[Données tirées d'une collection]
· · · ·
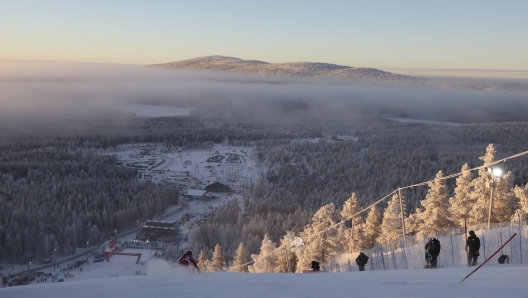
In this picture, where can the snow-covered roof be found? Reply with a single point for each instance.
(196, 192)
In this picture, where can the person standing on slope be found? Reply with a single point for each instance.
(428, 255)
(361, 261)
(472, 248)
(435, 252)
(187, 260)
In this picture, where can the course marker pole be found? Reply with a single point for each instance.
(463, 279)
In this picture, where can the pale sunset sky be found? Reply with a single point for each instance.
(381, 34)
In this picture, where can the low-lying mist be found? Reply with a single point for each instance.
(34, 91)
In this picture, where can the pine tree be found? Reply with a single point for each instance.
(265, 261)
(504, 200)
(461, 203)
(481, 191)
(217, 264)
(352, 235)
(203, 262)
(522, 194)
(321, 237)
(239, 265)
(284, 254)
(434, 216)
(372, 228)
(391, 226)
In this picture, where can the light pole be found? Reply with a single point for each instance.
(495, 173)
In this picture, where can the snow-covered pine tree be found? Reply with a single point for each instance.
(461, 203)
(372, 228)
(285, 253)
(203, 263)
(352, 235)
(217, 264)
(414, 222)
(321, 238)
(504, 200)
(522, 194)
(435, 217)
(239, 264)
(391, 225)
(265, 261)
(481, 191)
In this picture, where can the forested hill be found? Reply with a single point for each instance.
(290, 69)
(316, 70)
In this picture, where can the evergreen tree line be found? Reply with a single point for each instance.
(385, 157)
(334, 231)
(53, 201)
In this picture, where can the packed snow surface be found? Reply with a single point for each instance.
(164, 279)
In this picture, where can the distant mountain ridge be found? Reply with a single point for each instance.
(317, 70)
(289, 69)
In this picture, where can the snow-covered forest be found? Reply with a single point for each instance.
(58, 189)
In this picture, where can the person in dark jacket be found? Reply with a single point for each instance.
(187, 260)
(361, 261)
(428, 256)
(435, 252)
(472, 248)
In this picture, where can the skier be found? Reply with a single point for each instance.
(361, 261)
(472, 248)
(187, 259)
(434, 251)
(428, 256)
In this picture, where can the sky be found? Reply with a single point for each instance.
(381, 34)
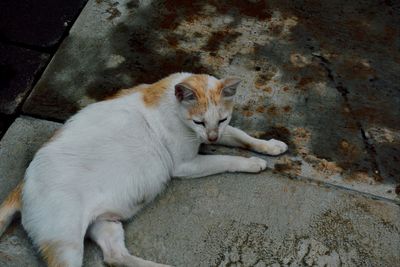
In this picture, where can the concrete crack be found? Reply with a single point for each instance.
(342, 89)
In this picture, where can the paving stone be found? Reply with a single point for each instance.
(243, 219)
(41, 25)
(19, 68)
(304, 67)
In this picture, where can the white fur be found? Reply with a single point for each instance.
(111, 159)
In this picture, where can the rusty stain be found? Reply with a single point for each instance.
(356, 70)
(246, 111)
(260, 109)
(397, 189)
(272, 111)
(220, 38)
(287, 108)
(304, 82)
(288, 166)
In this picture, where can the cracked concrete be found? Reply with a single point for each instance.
(321, 76)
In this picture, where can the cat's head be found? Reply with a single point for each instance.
(206, 104)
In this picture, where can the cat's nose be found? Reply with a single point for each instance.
(212, 136)
(212, 139)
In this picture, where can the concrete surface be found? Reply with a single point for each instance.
(315, 75)
(37, 25)
(266, 219)
(319, 75)
(18, 69)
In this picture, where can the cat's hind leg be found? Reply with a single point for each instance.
(62, 253)
(109, 235)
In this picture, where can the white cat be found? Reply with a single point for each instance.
(115, 156)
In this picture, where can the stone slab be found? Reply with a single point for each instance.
(41, 25)
(229, 219)
(19, 68)
(303, 75)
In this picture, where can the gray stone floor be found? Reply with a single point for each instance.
(322, 76)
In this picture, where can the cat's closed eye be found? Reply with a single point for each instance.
(199, 122)
(221, 121)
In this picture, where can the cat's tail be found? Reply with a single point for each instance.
(10, 206)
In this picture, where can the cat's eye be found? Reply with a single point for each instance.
(199, 122)
(221, 121)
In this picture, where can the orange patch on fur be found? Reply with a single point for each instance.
(199, 83)
(13, 200)
(153, 93)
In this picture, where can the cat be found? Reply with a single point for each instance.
(113, 157)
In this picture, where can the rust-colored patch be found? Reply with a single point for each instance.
(246, 111)
(397, 189)
(153, 93)
(287, 108)
(256, 9)
(348, 150)
(260, 109)
(288, 166)
(273, 111)
(356, 69)
(220, 38)
(361, 176)
(172, 40)
(304, 82)
(13, 200)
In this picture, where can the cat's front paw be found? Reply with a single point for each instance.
(272, 147)
(254, 165)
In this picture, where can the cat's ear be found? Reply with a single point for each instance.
(230, 86)
(184, 93)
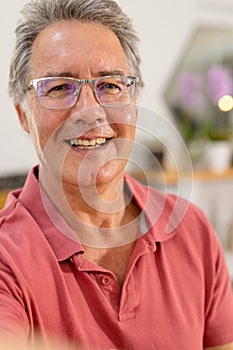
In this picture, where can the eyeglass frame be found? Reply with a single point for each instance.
(34, 83)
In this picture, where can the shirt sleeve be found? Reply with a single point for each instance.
(218, 297)
(14, 326)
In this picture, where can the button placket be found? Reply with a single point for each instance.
(105, 280)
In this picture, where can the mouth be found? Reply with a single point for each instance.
(88, 144)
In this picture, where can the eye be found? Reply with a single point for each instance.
(108, 88)
(61, 89)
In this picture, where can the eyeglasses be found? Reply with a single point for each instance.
(63, 92)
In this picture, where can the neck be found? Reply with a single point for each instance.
(104, 215)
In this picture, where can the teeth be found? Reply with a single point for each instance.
(88, 143)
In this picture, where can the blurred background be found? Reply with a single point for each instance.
(187, 66)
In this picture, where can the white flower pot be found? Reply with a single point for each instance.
(218, 155)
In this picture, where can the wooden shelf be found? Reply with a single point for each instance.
(155, 176)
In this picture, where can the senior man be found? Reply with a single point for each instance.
(85, 255)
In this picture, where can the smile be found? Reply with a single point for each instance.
(88, 144)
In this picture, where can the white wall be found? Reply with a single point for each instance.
(164, 28)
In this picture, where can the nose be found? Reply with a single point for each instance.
(87, 109)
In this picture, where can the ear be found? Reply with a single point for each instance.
(22, 117)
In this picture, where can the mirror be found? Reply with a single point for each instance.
(199, 93)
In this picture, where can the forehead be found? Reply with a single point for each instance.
(77, 47)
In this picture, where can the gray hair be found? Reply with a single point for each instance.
(37, 14)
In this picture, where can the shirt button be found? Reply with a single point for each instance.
(105, 280)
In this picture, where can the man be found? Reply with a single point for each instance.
(86, 257)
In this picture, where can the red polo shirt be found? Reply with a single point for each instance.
(176, 294)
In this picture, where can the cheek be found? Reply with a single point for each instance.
(44, 125)
(124, 121)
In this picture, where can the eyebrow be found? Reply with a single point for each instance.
(98, 74)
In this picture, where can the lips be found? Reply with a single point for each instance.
(88, 144)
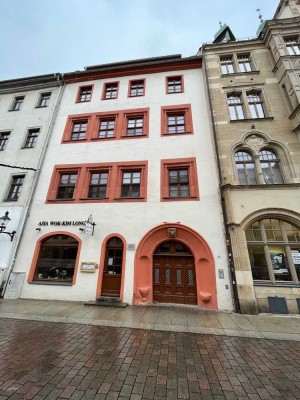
· · · ·
» **DESCRIPTION DE LA TÂCHE**: Citez mot pour mot l'ensemble des items ci-dessus, en laissant de côté les images, s'il vous plaît.

» **CORRIGÉ DE L'EXERCICE**:
In this picture, where can the snow-covered roof be found? Reply with a single point for each instance.
(196, 192)
In this picture, where can the person standing on slope be found? Reply with a single point for each instance.
(428, 255)
(361, 261)
(472, 248)
(435, 252)
(187, 260)
In this picture, where can the course marker pole be found? Reply with a single point for each instance.
(463, 279)
In this picture, where can the pale sunset sky be found? Reply with a single point for each instance.
(381, 34)
In this picture, where can the low-lying mist be found? Reply with a single point for each instance.
(34, 91)
In this picture, where can the pine tree be found? Reply with a single point for each instance.
(265, 261)
(504, 200)
(461, 203)
(481, 191)
(217, 264)
(352, 235)
(203, 262)
(522, 194)
(321, 237)
(239, 265)
(284, 254)
(434, 216)
(372, 228)
(391, 226)
In this picture, where can the light pole be found? Reply with a single point for each instance.
(495, 173)
In this picture, where can the snow-covered pine tree be found? Reply with a single point for each instance.
(461, 203)
(372, 228)
(285, 253)
(203, 263)
(352, 235)
(217, 264)
(414, 222)
(321, 238)
(504, 200)
(522, 194)
(435, 217)
(239, 264)
(391, 225)
(265, 261)
(481, 191)
In this picture, where can the forested hill be found? Reply with a single point for each instance.
(290, 69)
(316, 70)
In this picture, where can the evergreen tree line be found? Reply with a single point for each instance.
(385, 157)
(334, 231)
(53, 201)
In this picture, where can the packed snow surface be found? Reply with a single point for each instance.
(164, 279)
In this picture, where can the distant mountain ridge be found? Reply with a single point for each instance.
(317, 70)
(289, 69)
In this picture, where can the snow-covered forest be found? Reply with a single point for each instance.
(58, 189)
In this picture, where can the person in dark jacket be found? Reply with a single point for each instance.
(187, 260)
(361, 261)
(428, 256)
(435, 252)
(472, 248)
In this picture, where can the skier be found? Reply with a single point for each instance.
(361, 261)
(472, 248)
(187, 259)
(434, 251)
(428, 256)
In this picture, where can the sky be found? Reply with a single point for each instance.
(381, 34)
In this picture, where can the concrete crack be found? Reply with a single point for each instance.
(342, 89)
In this picture, where can the paving stone be found? Reply with a single point for each instance.
(243, 219)
(41, 25)
(19, 68)
(304, 67)
In this picture, where can the white fur be found? Reply with a single point for each instance.
(111, 159)
In this picture, where can the rusty stain be found? Reply with a single point for each instance.
(356, 70)
(246, 111)
(260, 109)
(397, 189)
(272, 111)
(220, 38)
(287, 108)
(304, 82)
(288, 166)
In this picture, where can the cracked concrete be found? Reply with a single point for each instance.
(321, 76)
In this picture, where can the cat's head be found? Reply with a single point for each instance.
(206, 104)
In this picture, where can the cat's nose be found? Reply with a single point for each instance.
(212, 136)
(212, 139)
In this picture, where can the concrete surface be found? Reply with a single point for each instance.
(315, 75)
(37, 25)
(266, 219)
(319, 75)
(18, 69)
In this picture, where can the cat's hind leg be found? Reply with a single point for each instance.
(62, 253)
(109, 235)
In this picture, where can the white cat be found? Reply with a single point for each instance.
(115, 156)
In this picture, where can the stone slab be found? Reply with a single point for each instance.
(41, 25)
(229, 219)
(19, 68)
(303, 75)
In this picture, where can the gray stone floor be found? Reply with a single point for each instance.
(322, 76)
In this picture, where can the cat's closed eye be found? Reply with a single point for each instance.
(199, 122)
(221, 121)
In this picture, where can the cat's tail be found? Reply with a single point for each instance.
(10, 206)
In this picture, where can the cat's eye be found? Reply with a single point for each instance.
(199, 122)
(221, 121)
In this picture, where can the orange patch on fur be found? Reply with a single point for each instance.
(199, 83)
(13, 200)
(153, 93)
In this picture, where can the cat be found? Reply with a single point for each instance.
(113, 157)
In this picture, where can the rust-colored patch be found? Reply with a single point for each instance.
(246, 111)
(397, 189)
(153, 93)
(287, 108)
(256, 9)
(348, 150)
(260, 109)
(288, 166)
(273, 111)
(356, 69)
(220, 38)
(361, 176)
(172, 40)
(304, 82)
(13, 200)
In this picture, where can the cat's front paw be found? Reply with a single point for each instance.
(272, 147)
(254, 165)
In this picture, where can the cat's ear be found? Reply with a single point for each instance.
(230, 86)
(184, 93)
In this picture, where can the eyeglass frame be found? Reply with a single point for each instance.
(34, 83)
In this picture, where can the shirt sleeve be found? Reply with a single point for each instance.
(218, 297)
(14, 326)
In this picture, where can the button placket be found? Reply with a single point for each instance.
(105, 280)
In this picture, where can the mouth be found? Reply with a single point for each instance.
(88, 144)
In this picture, where can the eye be found? Reply with a single point for each instance.
(108, 88)
(61, 89)
In this picture, where can the eyeglasses be found? Reply with a single point for each instance.
(63, 92)
In this picture, where can the neck be found? Reply with a single point for each instance.
(104, 215)
In this picture, where can the teeth be found? Reply with a single point for each instance.
(88, 143)
In this picture, where can the blurred background be found? Reply with a single point for each instance.
(187, 66)
In this picture, where can the white flower pot be found? Reply with a single point for each instance.
(218, 155)
In this picture, where can the wooden shelf be found? Reply with a single point for each instance.
(155, 176)
In this picture, where can the senior man be found? Reply with a single point for each instance.
(85, 255)
In this picture, where can the smile be found? Reply with a single point for each instance.
(88, 144)
In this picture, where can the white wall be found? Reply with a single point for each instance.
(164, 28)
In this picture, where can the nose be found? Reply with a single point for each instance.
(87, 109)
In this picture, where can the ear be found? Reply with a single point for each instance.
(22, 117)
In this picture, where can the mirror be found? Reply with a single point for each instance.
(199, 93)
In this picture, where can the forehead be found? Reply with a single point for each instance.
(77, 47)
In this picture, where can the gray hair be found? Reply with a single point for each instance.
(37, 14)
In this picture, where can the shirt button be found? Reply with a single point for each instance.
(105, 280)
In this picture, where can the man be found? Reply with a single point for each instance.
(86, 257)
In this picture, where can the red polo shirt be found? Reply with a single point for each instance.
(176, 294)
In this picture, where can the cheek be found? Reply with a single point for each instance.
(44, 125)
(124, 121)
In this picture, where can the eyebrow be found? Reply with a single point for each instance.
(98, 74)
In this picture, where can the lips be found? Reply with a single point for each instance.
(88, 144)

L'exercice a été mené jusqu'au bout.